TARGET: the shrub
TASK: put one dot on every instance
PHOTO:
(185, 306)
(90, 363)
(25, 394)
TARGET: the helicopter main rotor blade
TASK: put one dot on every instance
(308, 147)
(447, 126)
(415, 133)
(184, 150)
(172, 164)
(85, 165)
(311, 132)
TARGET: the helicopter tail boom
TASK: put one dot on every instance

§ ASSIGNED TASK:
Your response should contain each line of the entries above that holds the string "TARGET".

§ RESULT:
TARGET: the shrub
TARGET: the helicopter main rotor blade
TARGET: the helicopter tail boom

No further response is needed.